WHAT IS NEEDED: Write each record again exactly as it stands.
··· DATA SUPPLIED ···
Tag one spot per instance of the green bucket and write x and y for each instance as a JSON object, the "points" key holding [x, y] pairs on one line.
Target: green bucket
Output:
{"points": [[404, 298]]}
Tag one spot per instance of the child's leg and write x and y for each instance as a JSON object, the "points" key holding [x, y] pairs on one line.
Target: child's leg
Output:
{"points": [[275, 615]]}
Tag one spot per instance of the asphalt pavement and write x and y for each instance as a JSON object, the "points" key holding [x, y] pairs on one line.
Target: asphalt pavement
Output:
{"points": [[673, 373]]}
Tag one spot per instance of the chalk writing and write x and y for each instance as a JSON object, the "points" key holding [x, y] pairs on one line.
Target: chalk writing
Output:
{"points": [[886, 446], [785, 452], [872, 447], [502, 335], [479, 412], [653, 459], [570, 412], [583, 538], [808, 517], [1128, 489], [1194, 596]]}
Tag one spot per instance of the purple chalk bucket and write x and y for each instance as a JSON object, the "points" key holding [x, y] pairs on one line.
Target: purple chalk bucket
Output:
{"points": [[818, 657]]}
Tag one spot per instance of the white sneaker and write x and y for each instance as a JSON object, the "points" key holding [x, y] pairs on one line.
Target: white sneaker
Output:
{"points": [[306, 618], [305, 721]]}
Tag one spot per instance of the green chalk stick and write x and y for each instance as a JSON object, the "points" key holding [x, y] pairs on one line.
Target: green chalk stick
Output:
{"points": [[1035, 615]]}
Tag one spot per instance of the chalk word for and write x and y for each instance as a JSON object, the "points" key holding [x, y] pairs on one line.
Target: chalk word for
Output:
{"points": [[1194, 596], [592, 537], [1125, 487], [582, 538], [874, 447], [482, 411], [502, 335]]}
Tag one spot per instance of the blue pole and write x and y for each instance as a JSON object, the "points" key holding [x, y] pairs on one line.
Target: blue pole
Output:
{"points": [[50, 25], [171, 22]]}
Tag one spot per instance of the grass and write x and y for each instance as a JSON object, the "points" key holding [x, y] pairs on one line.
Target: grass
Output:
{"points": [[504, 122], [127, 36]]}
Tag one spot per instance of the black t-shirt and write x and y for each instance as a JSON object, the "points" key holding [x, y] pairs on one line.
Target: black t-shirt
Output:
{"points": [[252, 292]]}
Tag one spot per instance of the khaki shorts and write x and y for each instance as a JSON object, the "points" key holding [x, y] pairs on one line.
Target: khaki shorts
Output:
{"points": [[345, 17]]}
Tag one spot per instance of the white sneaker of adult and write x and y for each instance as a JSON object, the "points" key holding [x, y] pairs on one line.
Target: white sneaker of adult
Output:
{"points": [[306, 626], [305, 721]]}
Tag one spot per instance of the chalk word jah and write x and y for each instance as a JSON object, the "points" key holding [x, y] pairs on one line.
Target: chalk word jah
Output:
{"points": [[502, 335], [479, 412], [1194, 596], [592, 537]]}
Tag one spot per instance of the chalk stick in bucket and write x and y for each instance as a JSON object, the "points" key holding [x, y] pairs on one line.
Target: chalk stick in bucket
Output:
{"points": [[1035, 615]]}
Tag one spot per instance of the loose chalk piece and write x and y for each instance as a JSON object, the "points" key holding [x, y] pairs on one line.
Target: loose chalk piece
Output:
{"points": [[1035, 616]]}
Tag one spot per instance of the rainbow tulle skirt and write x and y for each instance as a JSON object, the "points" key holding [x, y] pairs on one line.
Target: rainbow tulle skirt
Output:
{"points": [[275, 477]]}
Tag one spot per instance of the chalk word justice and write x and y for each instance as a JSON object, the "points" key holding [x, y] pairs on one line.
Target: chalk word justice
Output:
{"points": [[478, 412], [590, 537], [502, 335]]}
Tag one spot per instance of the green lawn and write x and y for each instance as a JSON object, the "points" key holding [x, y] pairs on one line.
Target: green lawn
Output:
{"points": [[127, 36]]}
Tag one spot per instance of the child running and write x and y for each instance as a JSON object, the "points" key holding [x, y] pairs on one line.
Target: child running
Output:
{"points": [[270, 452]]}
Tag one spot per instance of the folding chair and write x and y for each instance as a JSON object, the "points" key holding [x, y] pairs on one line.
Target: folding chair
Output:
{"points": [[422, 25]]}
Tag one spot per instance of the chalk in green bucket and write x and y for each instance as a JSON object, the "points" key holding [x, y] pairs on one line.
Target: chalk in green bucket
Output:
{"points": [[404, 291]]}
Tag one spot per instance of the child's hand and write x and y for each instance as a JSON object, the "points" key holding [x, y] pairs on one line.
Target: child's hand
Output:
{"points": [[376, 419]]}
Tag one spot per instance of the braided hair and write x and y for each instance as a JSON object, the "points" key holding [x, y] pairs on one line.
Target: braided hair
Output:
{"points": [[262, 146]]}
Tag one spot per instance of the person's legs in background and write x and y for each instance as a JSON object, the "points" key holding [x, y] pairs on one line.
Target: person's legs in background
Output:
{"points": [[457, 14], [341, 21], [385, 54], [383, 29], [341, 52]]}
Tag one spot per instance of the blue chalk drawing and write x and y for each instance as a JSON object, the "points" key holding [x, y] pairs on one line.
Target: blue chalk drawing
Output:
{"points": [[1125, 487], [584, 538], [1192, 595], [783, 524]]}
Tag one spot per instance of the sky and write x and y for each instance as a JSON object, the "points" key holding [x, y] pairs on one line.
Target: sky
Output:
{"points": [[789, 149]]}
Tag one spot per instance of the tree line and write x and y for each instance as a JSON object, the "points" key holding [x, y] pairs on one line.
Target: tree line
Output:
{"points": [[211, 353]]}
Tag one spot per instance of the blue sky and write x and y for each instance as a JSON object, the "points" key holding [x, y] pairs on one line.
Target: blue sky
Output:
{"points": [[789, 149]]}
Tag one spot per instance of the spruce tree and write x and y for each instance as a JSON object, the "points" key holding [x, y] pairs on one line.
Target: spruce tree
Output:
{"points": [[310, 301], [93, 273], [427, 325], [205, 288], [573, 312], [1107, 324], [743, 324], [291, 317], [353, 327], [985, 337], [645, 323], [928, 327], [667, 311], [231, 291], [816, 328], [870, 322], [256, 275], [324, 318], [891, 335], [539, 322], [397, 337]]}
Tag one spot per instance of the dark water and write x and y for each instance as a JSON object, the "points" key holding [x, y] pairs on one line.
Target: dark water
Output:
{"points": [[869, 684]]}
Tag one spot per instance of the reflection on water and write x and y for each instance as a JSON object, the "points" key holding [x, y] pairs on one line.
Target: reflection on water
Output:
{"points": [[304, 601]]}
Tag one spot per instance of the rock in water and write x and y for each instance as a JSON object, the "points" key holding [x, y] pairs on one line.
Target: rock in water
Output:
···
PROBLEM SOLUTION:
Tag one spot per instance of the green bucket and write x and y for each instance as a JSON object, the "points" key holding [x, y] pairs on one line.
Target: green bucket
Output:
{"points": [[404, 298]]}
Tag one spot per instance of the child's leg and write x and y for each instance as a JSON object, the "points" key holding [x, y] pairs on one line.
Target: child's leg
Output:
{"points": [[275, 615]]}
Tag one spot per instance of the asphalt pavement and write x and y for each instance as a JSON object, the "points" key holding [x, y] pairs on one line.
Target: asphalt pavement
Output:
{"points": [[673, 373]]}
Tag one spot per instance of the chalk writing and write x and y for each instance as a JSON object, the "points" key holding [x, y] pairs on one line.
Target: chalk writing
Output:
{"points": [[886, 446], [785, 452], [872, 447], [502, 335], [479, 412], [653, 459], [570, 412], [583, 538], [808, 517], [1128, 489], [1194, 596]]}
Tag one spot per instance of the purple chalk bucket and write x and y for each instance as a JSON object, the "points" key holding [x, y] pairs on one line.
Target: purple chalk bucket
Output:
{"points": [[818, 657]]}
Tag one spot per instance of the white sneaker and write x and y for each instance as a JSON object, the "points" key holding [x, y] pairs on one line.
Target: white sneaker
Output:
{"points": [[306, 618], [305, 721]]}
Tag one spot per instance of the green chalk stick and write x and y for each instance as a JSON object, the "points" key holding [x, y] pairs on one line.
Target: green chalk stick
Output:
{"points": [[1035, 615]]}
Tag one spot per instance of the chalk word for and write x and y for each instance as a JSON object, the "points" key holding [x, y] pairs on one line.
Target: chalk word for
Output:
{"points": [[1194, 596], [592, 537], [1125, 487], [582, 538], [874, 447], [482, 411], [502, 335]]}
Tag one spot per instance of the blue pole and write x and y for each instance as a JSON object, the "points" key holding [x, y] pairs on one line.
Target: blue pole
Output:
{"points": [[50, 25], [171, 22]]}
Tag one spot per instance of the grass and write x and y for each instance as a JSON object, the "points" key holding [x, y] pairs on one line.
Target: grass
Output:
{"points": [[504, 122], [127, 36]]}
Tag one spot per instance of the black t-shirt and write x and y for each instance as a JSON object, the "points" key holding [x, y] pairs on one line.
Target: black t-shirt
Output:
{"points": [[252, 292]]}
Tag one spot per instance of the khaki shorts and write x and y for each instance as a JSON object, the "points" key holding [x, y] pairs on one line.
Target: khaki shorts
Output:
{"points": [[345, 17]]}
Tag one spot per instance of the white sneaker of adult and write x and y for each instance as a JSON object, the "points" key holding [x, y] pairs on one line.
Target: white sneaker of adult
Output:
{"points": [[306, 626], [305, 721]]}
Tag one spot per instance of the chalk word jah and write x and y for each instance as a JSON object, the "points" key holding [x, y] pairs on one line.
Target: chalk word jah
Output:
{"points": [[502, 335], [479, 412], [1194, 596], [592, 537]]}
Tag one spot per instance of the chalk stick in bucket and write x and y for each instance as a JSON object, the "points" key holding [x, y] pairs on one line.
Target: chalk stick in bucket
Output:
{"points": [[1035, 615]]}
Tag one spot per instance of the loose chalk piece and write x and y for each instance as a JSON object, the "points" key holding [x, y] pairs on one line.
Target: loose chalk piece
Output:
{"points": [[1035, 616]]}
Tag one spot per instance of the rainbow tulle skirt and write x and y for each instance as a JSON object, the "points" key holding [x, y] pairs on one line.
Target: rainbow tulle skirt
Output:
{"points": [[275, 477]]}
Tag one spot per instance of the chalk word justice and write x and y for each instance as a JSON object, the "points" key holding [x, y] pairs on one line.
Target: chalk word justice
Output:
{"points": [[478, 412], [590, 537], [502, 335]]}
Tag one spot per instance of the green lawn and write x and y for each instance as a JSON object, the "points" key holding [x, y] pairs on one line.
Target: green lawn
Output:
{"points": [[127, 36]]}
Tag one spot per instance of the child running and write x and y for each instance as a JSON object, the "points" key holding [x, y] pairs on one line.
Target: child running
Output:
{"points": [[270, 452]]}
Tag one spot per instance of the folding chair and write x and y for each instance as a JSON object, the "points" key holding [x, y] pairs on one line.
Target: folding chair
Output:
{"points": [[422, 25]]}
Tag one spot per instance of the chalk in green bucket and write x and y for each instance as a JSON object, the "points" key holding [x, y] pairs on one line.
Target: chalk in green bucket
Output:
{"points": [[404, 291]]}
Tag one spot per instance of the child's hand and write x and y for each instance as a JSON object, the "points" key holding [x, y] pairs on one line.
Target: child's hand
Output:
{"points": [[376, 419]]}
Tag one spot per instance of the braided hair and write x and y for each instance as a JSON object, the "points" key holding [x, y] pairs on one line.
Target: braided hair
Output:
{"points": [[262, 146]]}
Tag one spot per instance of the person's legs in background and write x and y for each instance as a JSON object, the "points" key holding [x, y] pairs on one line.
Target: person's legs in background
Output:
{"points": [[457, 14], [341, 21], [385, 54], [383, 29], [341, 52]]}
Tag one spot per instance of the blue chalk drawing and write x and y for each instance as a JSON object, the "points" key holding [x, y] pairs on one line.
Target: blue chalk drawing
Output:
{"points": [[1125, 487], [584, 538], [1192, 595], [783, 524]]}
Tag one spot per instance of the sky and write x and y for each instance as a JSON object, the "points" key holding [x, y] pairs on one line.
Target: sky
Output:
{"points": [[789, 149]]}
Tag one spot per instance of the tree line and write x and y for each instance as a JSON object, the "points" key holding [x, y] pairs on one line.
Target: tree line
Output:
{"points": [[211, 353]]}
Tag one spot per instance of the blue sky and write x and y for each instance as a JSON object, the "points" key holding [x, y] pairs on one line.
Target: blue sky
Output:
{"points": [[789, 149]]}
Tag one spot per instance of the spruce tree and write x and y for each instance as a JSON object, the "points" key holding [x, y] pairs on one line.
Target: spruce tree
Output:
{"points": [[310, 301], [93, 273], [427, 325], [205, 288], [573, 312], [1107, 324], [743, 324], [291, 317], [353, 327], [985, 337], [645, 323], [928, 327], [667, 311], [231, 291], [816, 328], [870, 322], [256, 275], [324, 318], [891, 335], [539, 322], [397, 337]]}
Tag one spot per instance of the dark water and write x and y for each instance as a JSON object, the "points" key holding [x, y] pairs on one line.
Target: dark water
Output:
{"points": [[869, 684]]}
Tag one spot per instance of the reflection on water and write x and y for each instance as a JSON object, the "points" key holding [x, y] pairs on one line.
Target: reflection on water
Output:
{"points": [[304, 601]]}
Tag one spot per instance of the rock in water and write x and y for each instance as a JSON object, the "points" key holding [x, y] pairs on one line.
Target: rock in water
Output:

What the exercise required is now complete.